* _Exercise goal_
Rewrite the records below so that "on lines of their own" becomes "on separate lines" wherever it occurs, keeping everything else the same.

Dataset items
****************************************
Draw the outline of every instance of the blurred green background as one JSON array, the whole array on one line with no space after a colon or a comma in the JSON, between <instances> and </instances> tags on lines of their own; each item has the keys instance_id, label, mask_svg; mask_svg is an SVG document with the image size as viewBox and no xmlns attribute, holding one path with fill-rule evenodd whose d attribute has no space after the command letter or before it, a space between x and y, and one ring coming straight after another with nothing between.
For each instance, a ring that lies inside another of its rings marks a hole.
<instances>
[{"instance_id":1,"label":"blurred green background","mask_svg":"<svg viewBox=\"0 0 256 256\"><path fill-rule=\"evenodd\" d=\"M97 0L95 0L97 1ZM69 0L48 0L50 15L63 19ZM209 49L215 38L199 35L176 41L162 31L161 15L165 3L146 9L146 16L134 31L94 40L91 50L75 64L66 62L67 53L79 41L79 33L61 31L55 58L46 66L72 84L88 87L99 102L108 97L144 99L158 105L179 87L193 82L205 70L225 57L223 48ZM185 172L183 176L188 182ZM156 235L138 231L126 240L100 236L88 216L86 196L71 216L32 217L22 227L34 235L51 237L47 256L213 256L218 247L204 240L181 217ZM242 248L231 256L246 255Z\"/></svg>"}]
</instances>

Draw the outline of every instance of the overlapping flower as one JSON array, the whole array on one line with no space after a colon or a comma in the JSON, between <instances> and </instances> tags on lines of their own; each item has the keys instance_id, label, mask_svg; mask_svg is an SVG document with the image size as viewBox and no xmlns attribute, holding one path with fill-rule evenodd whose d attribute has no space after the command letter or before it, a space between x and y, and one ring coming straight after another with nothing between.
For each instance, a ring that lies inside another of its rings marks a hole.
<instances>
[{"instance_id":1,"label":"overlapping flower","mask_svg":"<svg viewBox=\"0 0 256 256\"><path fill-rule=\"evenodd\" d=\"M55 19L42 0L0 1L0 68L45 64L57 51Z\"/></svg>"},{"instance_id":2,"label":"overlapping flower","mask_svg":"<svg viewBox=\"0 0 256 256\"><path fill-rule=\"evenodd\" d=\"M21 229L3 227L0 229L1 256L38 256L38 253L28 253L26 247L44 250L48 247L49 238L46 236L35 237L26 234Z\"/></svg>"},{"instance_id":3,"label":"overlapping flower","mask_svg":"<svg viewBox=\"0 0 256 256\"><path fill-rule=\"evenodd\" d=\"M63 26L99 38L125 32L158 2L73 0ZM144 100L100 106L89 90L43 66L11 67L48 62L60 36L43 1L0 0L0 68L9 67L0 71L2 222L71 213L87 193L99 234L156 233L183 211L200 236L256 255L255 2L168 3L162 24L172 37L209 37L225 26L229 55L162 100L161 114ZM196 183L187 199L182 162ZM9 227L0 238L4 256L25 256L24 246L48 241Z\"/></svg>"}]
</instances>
****************************************
* _Output below_
Draw the outline of every instance of the blurred green background as one JSON array, the whole array on one line with no space after a colon or a comma in the JSON, between <instances> and </instances> tags on separate lines; each item has the keys instance_id, label, mask_svg; mask_svg is an SVG document with the image size as viewBox and no xmlns attribute, holding one path with fill-rule evenodd whose d attribute has no space after the command letter or before it, a space between x and y, and one ring coming straight after another with nothing between.
For each instance, a ring that lies inside another of its rings marks a hole.
<instances>
[{"instance_id":1,"label":"blurred green background","mask_svg":"<svg viewBox=\"0 0 256 256\"><path fill-rule=\"evenodd\" d=\"M97 0L95 0L97 1ZM69 0L48 0L50 15L63 19ZM209 49L215 38L199 35L176 41L162 31L161 15L165 3L146 9L146 16L134 31L94 40L91 50L75 64L66 62L67 53L79 41L79 33L61 31L55 58L46 66L72 84L88 87L99 102L108 97L144 99L158 105L179 87L193 82L205 70L225 57L223 48ZM185 172L183 176L188 182ZM156 235L138 231L126 240L100 236L88 216L86 196L71 216L32 217L22 227L34 235L51 237L47 256L213 256L218 247L204 240L181 217ZM242 248L231 256L246 255Z\"/></svg>"}]
</instances>

Draw the outline of every instance of the overlapping flower as one JSON array, the whole array on one line with no space after a colon or a comma in the JSON, between <instances> and </instances> tags on separate lines; each item has the keys instance_id, label, mask_svg; mask_svg is an SVG document with the image size as viewBox and no xmlns attribute, holding one path with fill-rule evenodd whose d attribute has no space after the command letter or before it, a space between x and y, and one ring coming straight after another with nothing between.
For each instance, a ring that lies inside another of its rings marks a hole.
<instances>
[{"instance_id":1,"label":"overlapping flower","mask_svg":"<svg viewBox=\"0 0 256 256\"><path fill-rule=\"evenodd\" d=\"M55 19L42 0L0 1L0 68L45 64L57 51Z\"/></svg>"},{"instance_id":2,"label":"overlapping flower","mask_svg":"<svg viewBox=\"0 0 256 256\"><path fill-rule=\"evenodd\" d=\"M21 229L3 227L0 229L1 256L38 256L38 253L28 253L26 247L44 250L48 247L49 238L46 236L35 237L26 234Z\"/></svg>"},{"instance_id":3,"label":"overlapping flower","mask_svg":"<svg viewBox=\"0 0 256 256\"><path fill-rule=\"evenodd\" d=\"M63 26L99 38L125 32L158 2L73 0ZM144 100L100 106L89 90L43 66L11 67L48 62L60 36L43 1L0 0L0 68L9 67L0 71L2 222L71 213L87 193L99 234L156 233L183 211L200 236L256 255L255 2L168 3L162 24L172 37L209 37L225 26L229 55L162 100L161 114ZM196 183L187 199L182 162ZM9 227L0 238L4 256L25 256L24 246L48 241Z\"/></svg>"}]
</instances>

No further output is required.